+++ Data records +++

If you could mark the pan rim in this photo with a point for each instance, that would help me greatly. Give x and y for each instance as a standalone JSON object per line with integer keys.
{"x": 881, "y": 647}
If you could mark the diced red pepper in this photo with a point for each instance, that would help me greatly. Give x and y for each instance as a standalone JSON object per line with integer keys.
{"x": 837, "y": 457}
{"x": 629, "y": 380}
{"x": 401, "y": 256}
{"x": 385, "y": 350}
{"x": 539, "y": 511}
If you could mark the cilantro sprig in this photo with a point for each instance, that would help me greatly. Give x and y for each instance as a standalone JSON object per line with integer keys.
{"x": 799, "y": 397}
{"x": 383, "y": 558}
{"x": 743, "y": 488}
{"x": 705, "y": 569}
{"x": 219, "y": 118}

+++
+++ Data records +++

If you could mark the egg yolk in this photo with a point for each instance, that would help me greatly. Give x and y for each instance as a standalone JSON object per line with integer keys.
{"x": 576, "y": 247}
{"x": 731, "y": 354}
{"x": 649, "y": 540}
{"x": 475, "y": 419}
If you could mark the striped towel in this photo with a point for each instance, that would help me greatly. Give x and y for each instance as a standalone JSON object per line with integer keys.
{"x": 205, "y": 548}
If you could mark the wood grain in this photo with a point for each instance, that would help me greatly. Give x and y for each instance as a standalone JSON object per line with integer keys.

+++

■ **Set task**: Copy the data verbatim, starting at the line containing "If you could mark the egg" and ending after the line containing "If you could mark the wood".

■ **Solution for this task**:
If you could mark the egg yolk in this photo with a point for each instance, that would help me greatly. Give x and y for each instance as a standalone JSON object per line with integer keys.
{"x": 576, "y": 247}
{"x": 731, "y": 354}
{"x": 649, "y": 540}
{"x": 475, "y": 419}
If you could mark the striped towel in this photo with a point for each instance, that would help me greatly. Give x and y for each instance as a standalone JSON object per line with integer keys.
{"x": 205, "y": 548}
If you could mark the wood grain in this photo with a point for each instance, that would help me greatly. Give x and y for each instance as a standalone JSON object per line with integer keys.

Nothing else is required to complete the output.